■ Consignes:
Recopiez mot pour mot la partie du texte sur le food-market qui commence aux mots « Le marché bio ». Arrêtez-vous après « un prix raisonné. ».

■ Texte fourni:
· · ·

Pour en revenir aux 16 restaurants, notons une particularité du projet qui pourrait en étonner plus d’un: les restaurateurs présents dans ce food-market ne paient pas de loyer. « Nous mettons en effet l’espace à disposition, c’est-à-dire qu’il est équipé par nos soins de frigos, de tables réfrigérées, de plonge, etc. Les restaurateurs, eux, n’ont plus qu’à amener la façon dont ils vont cuire leurs plats. Cela a plusieurs intérêts. L’investissement étant très limité, voire quasi nul, nous avons ainsi une sélection accrue du type de restaurants proposés. D’un autre côté, nous avons intérêt à ce que tous le monde performe. Nous nous réservons en outre toutes les boissons. Les kiosques ne commercialisent donc pas de boissons. Cela leur permet de gagner du temps sur la préparation des plats ». Autre gain de temps, et de sécurité - tant pour le restaurateur que pour Wolf -, les paiements en liquide ne sont pas autorisés. Ici on paie donc avec Maestro, carte de crédit, chèques-repas électroniques ou encore Apple Pay.

Mais sans loyer à payer ne craignent-ils pas une certaine déresponsabilisation des restaurateurs? « Nous n’avons peur de rien », nous répond du tac au tac l’entrepreneur. « Les restaurateurs sont engagés à respecter un réglement d’ordre intérieur très strict, et tout le monde a intérêt à ce que cela marche. Les restaurateurs sont conscient que le projet est à la hauteur des ambitions de chacun et tout le monde essaie de faire des choses spécifiques en ce sens. Notre panel va de deux étoilés à des petites enseignes artisanales. Nous avons, je pense, les meilleurs artisans dans chaque domaine. Mais si quelque chose devait mal tourner avec l’un d’eux, nous avons la possibilité de le remplacer très rapidement. Ce n’est bien entendu pas le but du jeu, mais nous avons une liste d’attente de 30 à 40 restaurateurs. Cela n’est donc pas une source d’inquiétude pour nous ».

Un marché bio qui décompose les prix

Le marché bio sera quant à lui exploité par The Food Hub, qui dispose actuellement de deux points de vente, l’un à Louvain, l’autre le long du canal à Molenbeek. Celui-ci s’étalera sur une surface de 450m2 et sera ouvert 6 jours sur 7, parfois jusque 21h. L’avantage? Les clients pourront y faire leur courses et se restaurer dans un même lieu. L’enseigne travaille avec des producteurs locaux, bio et en agriculture raisonnée. De façon générale, The Food Hub répond à un concept vrac similaire à celui de The Barn ou des Tanneurs, avec lesquels il partage aussi un prix raisonné.

· · ·

■ Données fournies:

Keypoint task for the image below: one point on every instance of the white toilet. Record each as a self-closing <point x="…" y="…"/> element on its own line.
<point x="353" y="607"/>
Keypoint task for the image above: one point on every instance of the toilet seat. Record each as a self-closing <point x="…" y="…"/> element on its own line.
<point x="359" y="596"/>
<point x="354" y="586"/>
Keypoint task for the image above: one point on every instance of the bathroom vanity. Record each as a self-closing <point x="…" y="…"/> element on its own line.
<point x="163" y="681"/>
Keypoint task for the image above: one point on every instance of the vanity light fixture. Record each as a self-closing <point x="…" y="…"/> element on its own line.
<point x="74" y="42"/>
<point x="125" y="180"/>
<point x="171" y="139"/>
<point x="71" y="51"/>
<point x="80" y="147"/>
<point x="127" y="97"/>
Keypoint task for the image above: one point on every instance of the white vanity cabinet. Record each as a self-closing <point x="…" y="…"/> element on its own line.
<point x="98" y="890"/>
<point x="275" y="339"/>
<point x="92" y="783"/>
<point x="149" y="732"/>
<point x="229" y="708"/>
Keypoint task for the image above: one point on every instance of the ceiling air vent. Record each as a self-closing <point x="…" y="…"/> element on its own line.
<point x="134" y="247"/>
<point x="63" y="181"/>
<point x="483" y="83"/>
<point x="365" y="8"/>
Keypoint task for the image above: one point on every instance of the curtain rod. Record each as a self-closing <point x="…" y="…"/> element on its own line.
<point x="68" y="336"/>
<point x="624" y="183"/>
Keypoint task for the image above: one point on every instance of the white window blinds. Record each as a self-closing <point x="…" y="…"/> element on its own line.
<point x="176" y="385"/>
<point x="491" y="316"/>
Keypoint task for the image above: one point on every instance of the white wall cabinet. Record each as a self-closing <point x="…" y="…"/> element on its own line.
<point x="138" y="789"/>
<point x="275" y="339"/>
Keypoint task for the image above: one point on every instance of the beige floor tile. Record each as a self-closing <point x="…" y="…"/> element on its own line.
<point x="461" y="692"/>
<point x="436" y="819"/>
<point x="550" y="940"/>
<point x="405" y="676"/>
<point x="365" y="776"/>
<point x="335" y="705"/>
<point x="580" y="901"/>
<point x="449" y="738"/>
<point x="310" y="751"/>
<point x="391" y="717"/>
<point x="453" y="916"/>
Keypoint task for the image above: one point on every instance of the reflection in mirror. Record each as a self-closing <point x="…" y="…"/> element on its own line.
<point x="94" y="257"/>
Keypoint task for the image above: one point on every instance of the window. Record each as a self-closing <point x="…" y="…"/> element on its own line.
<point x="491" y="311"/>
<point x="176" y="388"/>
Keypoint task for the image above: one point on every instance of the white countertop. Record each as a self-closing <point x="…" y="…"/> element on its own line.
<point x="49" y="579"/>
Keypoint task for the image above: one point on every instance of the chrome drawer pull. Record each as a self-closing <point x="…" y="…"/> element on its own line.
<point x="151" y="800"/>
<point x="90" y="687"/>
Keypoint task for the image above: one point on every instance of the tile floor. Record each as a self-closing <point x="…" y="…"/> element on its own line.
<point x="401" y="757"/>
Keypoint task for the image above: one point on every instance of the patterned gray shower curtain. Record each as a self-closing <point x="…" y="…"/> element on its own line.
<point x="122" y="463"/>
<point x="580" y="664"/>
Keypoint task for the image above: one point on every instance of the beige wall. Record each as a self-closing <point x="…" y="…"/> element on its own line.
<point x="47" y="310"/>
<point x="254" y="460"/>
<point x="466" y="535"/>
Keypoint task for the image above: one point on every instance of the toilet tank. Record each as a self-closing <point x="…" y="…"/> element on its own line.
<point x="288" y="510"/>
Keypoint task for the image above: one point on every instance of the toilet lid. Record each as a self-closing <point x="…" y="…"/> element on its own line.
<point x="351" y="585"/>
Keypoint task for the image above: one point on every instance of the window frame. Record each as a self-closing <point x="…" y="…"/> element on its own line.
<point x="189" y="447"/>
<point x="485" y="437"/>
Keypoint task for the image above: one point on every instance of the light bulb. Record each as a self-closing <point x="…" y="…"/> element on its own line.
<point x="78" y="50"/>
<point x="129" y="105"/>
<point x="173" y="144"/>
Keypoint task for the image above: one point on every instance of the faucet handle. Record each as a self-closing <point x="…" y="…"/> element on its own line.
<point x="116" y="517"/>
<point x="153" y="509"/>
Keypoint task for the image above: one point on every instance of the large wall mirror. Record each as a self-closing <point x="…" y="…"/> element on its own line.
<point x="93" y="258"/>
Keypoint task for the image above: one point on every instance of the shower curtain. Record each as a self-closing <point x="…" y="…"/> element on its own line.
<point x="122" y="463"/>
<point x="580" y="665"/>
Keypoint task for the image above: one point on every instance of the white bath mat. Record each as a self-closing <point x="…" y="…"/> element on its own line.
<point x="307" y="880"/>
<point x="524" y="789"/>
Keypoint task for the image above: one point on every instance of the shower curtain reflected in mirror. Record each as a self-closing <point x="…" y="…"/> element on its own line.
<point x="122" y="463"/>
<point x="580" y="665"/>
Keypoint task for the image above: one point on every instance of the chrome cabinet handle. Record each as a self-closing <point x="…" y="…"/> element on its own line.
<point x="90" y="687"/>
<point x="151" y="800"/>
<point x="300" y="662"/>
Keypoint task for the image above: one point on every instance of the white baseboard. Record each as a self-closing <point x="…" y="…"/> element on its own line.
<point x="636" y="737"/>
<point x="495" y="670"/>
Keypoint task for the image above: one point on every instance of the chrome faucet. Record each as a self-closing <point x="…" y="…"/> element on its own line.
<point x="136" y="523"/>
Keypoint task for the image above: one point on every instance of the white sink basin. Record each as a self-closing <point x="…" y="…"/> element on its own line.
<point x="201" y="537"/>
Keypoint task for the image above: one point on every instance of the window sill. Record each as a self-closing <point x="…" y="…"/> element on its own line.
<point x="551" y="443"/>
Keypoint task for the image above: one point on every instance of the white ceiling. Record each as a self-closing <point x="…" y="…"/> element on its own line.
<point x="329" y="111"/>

· · ·

■ Résultat de l'exercice:
Le marché bio sera quant à lui exploité par The Food Hub, qui dispose actuellement de deux points de vente, l’un à Louvain, l’autre le long du canal à Molenbeek. Celui-ci s’étalera sur une surface de 450m2 et sera ouvert 6 jours sur 7, parfois jusque 21h. L’avantage? Les clients pourront y faire leur courses et se restaurer dans un même lieu. L’enseigne travaille avec des producteurs locaux, bio et en agriculture raisonnée. De façon générale, The Food Hub répond à un concept vrac similaire à celui de The Barn ou des Tanneurs, avec lesquels il partage aussi un prix raisonné.